Problem requirements>
For this exercise, transcribe the records below without changing a word.

:: Data excerpts

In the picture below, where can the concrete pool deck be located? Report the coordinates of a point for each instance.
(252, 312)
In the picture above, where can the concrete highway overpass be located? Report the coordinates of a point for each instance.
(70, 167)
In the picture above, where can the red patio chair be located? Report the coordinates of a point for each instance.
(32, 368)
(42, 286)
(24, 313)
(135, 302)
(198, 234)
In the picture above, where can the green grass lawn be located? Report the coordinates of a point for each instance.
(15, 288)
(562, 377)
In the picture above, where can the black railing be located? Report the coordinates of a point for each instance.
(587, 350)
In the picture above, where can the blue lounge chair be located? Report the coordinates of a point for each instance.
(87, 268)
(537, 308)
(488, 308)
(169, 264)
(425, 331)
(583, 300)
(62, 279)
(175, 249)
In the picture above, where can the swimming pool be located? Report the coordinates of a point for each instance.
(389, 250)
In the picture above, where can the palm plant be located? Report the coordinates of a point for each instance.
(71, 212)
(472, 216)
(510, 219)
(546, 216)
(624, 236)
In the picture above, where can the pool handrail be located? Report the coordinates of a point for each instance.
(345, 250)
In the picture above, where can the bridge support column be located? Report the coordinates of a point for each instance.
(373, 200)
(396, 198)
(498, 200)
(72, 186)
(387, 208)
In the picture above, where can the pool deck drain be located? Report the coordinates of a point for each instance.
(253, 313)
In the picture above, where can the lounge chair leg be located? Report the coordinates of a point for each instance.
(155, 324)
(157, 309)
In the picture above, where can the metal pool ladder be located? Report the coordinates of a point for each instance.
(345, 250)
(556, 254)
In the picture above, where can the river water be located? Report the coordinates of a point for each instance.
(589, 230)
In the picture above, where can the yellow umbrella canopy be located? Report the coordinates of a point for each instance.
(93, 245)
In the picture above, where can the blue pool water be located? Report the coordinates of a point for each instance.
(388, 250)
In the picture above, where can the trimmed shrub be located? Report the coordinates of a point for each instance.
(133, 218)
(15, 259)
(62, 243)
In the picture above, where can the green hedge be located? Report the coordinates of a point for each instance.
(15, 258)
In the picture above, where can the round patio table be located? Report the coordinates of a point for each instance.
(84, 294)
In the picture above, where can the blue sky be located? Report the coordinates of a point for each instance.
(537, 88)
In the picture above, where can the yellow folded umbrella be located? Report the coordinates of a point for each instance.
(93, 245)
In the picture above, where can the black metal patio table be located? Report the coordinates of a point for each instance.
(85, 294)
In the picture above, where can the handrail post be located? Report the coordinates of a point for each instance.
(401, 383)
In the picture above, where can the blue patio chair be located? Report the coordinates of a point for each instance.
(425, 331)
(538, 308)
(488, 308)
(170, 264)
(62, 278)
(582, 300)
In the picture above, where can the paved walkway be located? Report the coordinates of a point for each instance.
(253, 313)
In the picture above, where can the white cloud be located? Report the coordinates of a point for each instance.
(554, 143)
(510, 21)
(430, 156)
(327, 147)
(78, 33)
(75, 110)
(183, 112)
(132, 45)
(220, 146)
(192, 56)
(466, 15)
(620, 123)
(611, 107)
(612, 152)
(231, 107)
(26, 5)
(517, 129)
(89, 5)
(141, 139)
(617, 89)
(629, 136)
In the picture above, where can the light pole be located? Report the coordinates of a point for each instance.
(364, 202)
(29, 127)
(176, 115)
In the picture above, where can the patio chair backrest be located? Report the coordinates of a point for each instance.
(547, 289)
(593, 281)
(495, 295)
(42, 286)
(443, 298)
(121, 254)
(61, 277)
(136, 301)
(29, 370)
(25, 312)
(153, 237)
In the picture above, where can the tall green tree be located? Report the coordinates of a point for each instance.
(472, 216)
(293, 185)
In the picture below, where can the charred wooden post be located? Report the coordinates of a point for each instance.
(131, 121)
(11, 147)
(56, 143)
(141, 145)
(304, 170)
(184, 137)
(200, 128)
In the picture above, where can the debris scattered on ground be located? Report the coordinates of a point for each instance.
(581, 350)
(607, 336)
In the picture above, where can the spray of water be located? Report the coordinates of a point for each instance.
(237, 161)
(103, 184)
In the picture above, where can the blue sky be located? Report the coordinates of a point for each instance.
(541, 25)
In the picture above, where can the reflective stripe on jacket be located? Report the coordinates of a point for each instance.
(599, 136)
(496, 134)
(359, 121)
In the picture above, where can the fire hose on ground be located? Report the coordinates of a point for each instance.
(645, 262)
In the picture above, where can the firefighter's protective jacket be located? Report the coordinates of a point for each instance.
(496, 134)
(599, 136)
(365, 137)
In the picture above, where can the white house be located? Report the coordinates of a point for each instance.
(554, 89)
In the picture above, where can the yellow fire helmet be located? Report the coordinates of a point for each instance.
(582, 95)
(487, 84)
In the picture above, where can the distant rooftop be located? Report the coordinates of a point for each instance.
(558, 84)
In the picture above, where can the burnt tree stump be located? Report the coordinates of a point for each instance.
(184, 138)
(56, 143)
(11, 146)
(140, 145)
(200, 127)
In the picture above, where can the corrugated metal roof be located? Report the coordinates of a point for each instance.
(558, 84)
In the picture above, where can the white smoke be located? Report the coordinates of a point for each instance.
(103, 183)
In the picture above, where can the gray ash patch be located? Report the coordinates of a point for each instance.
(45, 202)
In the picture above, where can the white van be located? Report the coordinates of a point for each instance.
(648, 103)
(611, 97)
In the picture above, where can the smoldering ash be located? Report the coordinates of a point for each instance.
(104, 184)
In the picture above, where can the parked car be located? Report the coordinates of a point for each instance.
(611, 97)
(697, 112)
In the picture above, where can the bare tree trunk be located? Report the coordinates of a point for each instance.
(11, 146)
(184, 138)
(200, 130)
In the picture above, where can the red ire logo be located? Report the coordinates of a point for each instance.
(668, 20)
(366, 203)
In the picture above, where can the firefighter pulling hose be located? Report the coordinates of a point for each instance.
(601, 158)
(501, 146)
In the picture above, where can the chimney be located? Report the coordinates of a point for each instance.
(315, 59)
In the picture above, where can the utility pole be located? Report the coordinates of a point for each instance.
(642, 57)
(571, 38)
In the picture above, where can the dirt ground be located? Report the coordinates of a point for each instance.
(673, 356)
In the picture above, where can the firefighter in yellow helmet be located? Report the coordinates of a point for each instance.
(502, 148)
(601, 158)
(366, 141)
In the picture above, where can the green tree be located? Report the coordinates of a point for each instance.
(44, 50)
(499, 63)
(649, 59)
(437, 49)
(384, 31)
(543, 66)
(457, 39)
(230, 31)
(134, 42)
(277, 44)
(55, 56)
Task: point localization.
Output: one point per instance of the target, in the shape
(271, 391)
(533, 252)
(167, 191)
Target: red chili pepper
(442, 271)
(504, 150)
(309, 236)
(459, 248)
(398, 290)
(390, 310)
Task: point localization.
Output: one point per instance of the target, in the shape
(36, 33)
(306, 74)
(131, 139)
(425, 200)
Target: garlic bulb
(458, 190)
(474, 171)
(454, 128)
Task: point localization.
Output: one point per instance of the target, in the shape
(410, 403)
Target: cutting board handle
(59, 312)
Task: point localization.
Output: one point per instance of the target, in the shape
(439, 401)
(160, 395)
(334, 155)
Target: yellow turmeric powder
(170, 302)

::::

Finished task>
In the picture below, where can the concrete pool deck be located? Report the coordinates of a point for each instance.
(252, 312)
In the picture above, where can the concrete highway overpass be located? Report the coordinates of a point for each instance.
(70, 167)
In the picture above, where can the red patio chair be located? Report the coordinates of a point for each instance.
(32, 368)
(42, 286)
(24, 313)
(135, 302)
(198, 234)
In the picture above, where can the green grass lawn be located? Report the coordinates of a point for each instance.
(15, 288)
(562, 377)
In the picture above, where can the black railing be located? Report the coordinates of a point for each instance.
(587, 350)
In the picture above, where can the blue lounge chair be located? Report the coordinates of a point for each instance.
(87, 268)
(537, 308)
(488, 308)
(169, 264)
(425, 331)
(583, 300)
(62, 279)
(175, 249)
In the picture above, where can the swimming pool be located? Report the coordinates of a point for each instance.
(389, 250)
In the picture above, where can the palm plant be located? Report the coordinates of a point for each instance.
(71, 212)
(472, 216)
(510, 219)
(546, 216)
(624, 236)
In the picture above, where can the pool handrail be located? Report the coordinates of a point for each instance.
(345, 250)
In the picture above, where can the bridge support column be located? Report the coordinates of a point for each instance.
(373, 200)
(396, 198)
(498, 200)
(72, 186)
(387, 208)
In the picture above, where can the pool deck drain be located? Report the coordinates of a point for each instance.
(253, 313)
In the picture above, where can the lounge chair leg be located? Report the coordinates of a point for each instance.
(155, 324)
(157, 309)
In the picture above, where can the metal pool ladder be located? Report the coordinates of a point for each instance.
(345, 250)
(556, 254)
In the picture above, where can the river water be located? Report the coordinates of a point for each instance.
(589, 230)
In the picture above, where can the yellow umbrella canopy be located? Report the coordinates of a point for each instance.
(93, 245)
In the picture above, where can the blue pool water be located? Report the coordinates of a point for each instance.
(388, 250)
In the picture above, where can the trimmed shrub be located? Report the coordinates of a point for each instance.
(133, 218)
(15, 259)
(62, 243)
In the picture above, where can the green hedge be located? Report the coordinates of a point for each instance.
(15, 258)
In the picture above, where can the round patio table be located? Report the coordinates of a point for each instance.
(84, 294)
In the picture above, where can the blue sky be located? Report the coordinates of a point for each instance.
(537, 88)
In the picture above, where can the yellow folded umbrella be located? Report the coordinates of a point for each instance.
(93, 245)
In the picture above, where can the black metal patio table be located? Report the coordinates of a point for each instance.
(85, 294)
In the picture above, where can the handrail post be located? Report the coordinates of a point for each instance.
(401, 383)
In the picture above, where can the blue patio chair be located? Report the coordinates of a point for each instance.
(425, 331)
(538, 308)
(488, 308)
(170, 264)
(62, 278)
(582, 300)
In the picture above, where can the paved walkway be located? Report the coordinates of a point for each instance.
(253, 313)
In the picture above, where can the white cloud be located? Report the coordinates of a point for each instance.
(554, 143)
(510, 21)
(430, 156)
(327, 147)
(78, 33)
(75, 110)
(183, 112)
(132, 45)
(220, 146)
(192, 56)
(466, 15)
(620, 123)
(611, 107)
(612, 152)
(231, 107)
(26, 5)
(517, 129)
(89, 5)
(141, 139)
(617, 89)
(629, 136)
In the picture above, where can the light pole be located? Report the coordinates of a point for each instance.
(364, 202)
(29, 127)
(176, 115)
In the picture above, where can the patio chair backrest be located? Report the coordinates of a point for each instance.
(547, 289)
(593, 281)
(495, 295)
(42, 286)
(443, 298)
(121, 254)
(61, 277)
(136, 301)
(29, 370)
(25, 312)
(153, 237)
In the picture above, where can the tall green tree be located? Report the coordinates of a point for each instance.
(472, 216)
(293, 185)
In the picture below, where can the charred wooden post be located? Report the coordinates of a point for each instance.
(131, 121)
(11, 147)
(56, 143)
(141, 145)
(304, 170)
(184, 137)
(200, 128)
In the picture above, where can the debris scattered on ground be located? Report the coordinates of a point for each instance.
(581, 350)
(607, 336)
In the picture above, where can the spray of water be located? Report the coordinates of a point for each instance.
(237, 161)
(103, 184)
In the picture above, where can the blue sky be located? Report the coordinates of a point for each instance.
(541, 25)
In the picture above, where can the reflective stripe on jacket be located? Report the coordinates of a point for each instance.
(599, 136)
(496, 134)
(359, 121)
In the picture above, where can the fire hose on ground be located? Report the coordinates of a point for each instance.
(645, 262)
In the picture above, where can the firefighter's protective jacket be located? Report the coordinates of a point for each instance.
(496, 134)
(599, 136)
(365, 137)
In the picture above, where can the white house be located? Report the coordinates of a point for each instance.
(554, 89)
In the picture above, where can the yellow fire helmet be located? Report the coordinates of a point for each instance.
(582, 95)
(487, 84)
In the picture above, where can the distant rooftop be located? Report the coordinates of a point for each instance.
(558, 84)
In the picture above, where can the burnt tree stump be located? Report the coordinates of a point for each instance.
(184, 138)
(56, 143)
(11, 146)
(140, 145)
(200, 127)
In the picture above, where can the corrugated metal roof be located? Report the coordinates of a point for each instance.
(558, 84)
In the picture above, where can the white smoke be located? Report the coordinates of a point for each instance.
(103, 183)
In the picture above, where can the gray ash patch be located? Report the coordinates of a point for each instance.
(45, 202)
In the picture above, where can the white van be located? Report the coordinates of a point for each instance.
(648, 103)
(611, 97)
In the picture above, where can the smoldering ash be located? Report the coordinates of a point for each instance.
(104, 184)
In the picture above, where can the parked car be located? Report the coordinates of a point for each instance.
(611, 97)
(697, 112)
In the picture above, where can the bare tree trunk be located? Report the coordinates of a point for each instance.
(11, 146)
(184, 138)
(200, 130)
In the picture above, where can the red ire logo be located? Report the coordinates of a point for each instance.
(668, 20)
(366, 203)
In the picture above, where can the firefighter pulling hose be located? Report the coordinates of a point for each instance.
(601, 158)
(501, 146)
In the picture above, where can the chimney be located? Report the coordinates of a point for each instance.
(315, 59)
In the picture above, where can the utility pole be located? Report the coordinates of a point for each instance.
(642, 57)
(571, 38)
In the picture above, where can the dirt ground be located? Report the coordinates of a point for each instance.
(673, 356)
In the picture above, where can the firefighter in yellow helmet be located? Report the coordinates of a point for each instance.
(502, 148)
(601, 158)
(366, 141)
In the picture above, where can the green tree be located? Report the coordinates of a point for each instance.
(44, 50)
(499, 63)
(649, 59)
(437, 49)
(384, 31)
(543, 66)
(457, 39)
(230, 31)
(134, 42)
(277, 44)
(55, 56)
Task: point localization.
Output: one point per instance of the target, in the shape
(271, 391)
(533, 252)
(167, 191)
Target: red chili pepper
(442, 271)
(504, 150)
(309, 236)
(459, 248)
(398, 290)
(390, 310)
Task: point localization.
Output: one point per instance of the target, in the shape
(36, 33)
(306, 74)
(131, 139)
(425, 200)
Target: garlic bulb
(458, 190)
(474, 171)
(454, 128)
Task: point localization.
Output: one point per instance of the target, in the shape
(410, 403)
Target: cutting board handle
(59, 312)
Task: point localization.
Output: one point per instance of the target, in the shape
(439, 401)
(160, 395)
(334, 155)
Target: yellow turmeric powder
(170, 302)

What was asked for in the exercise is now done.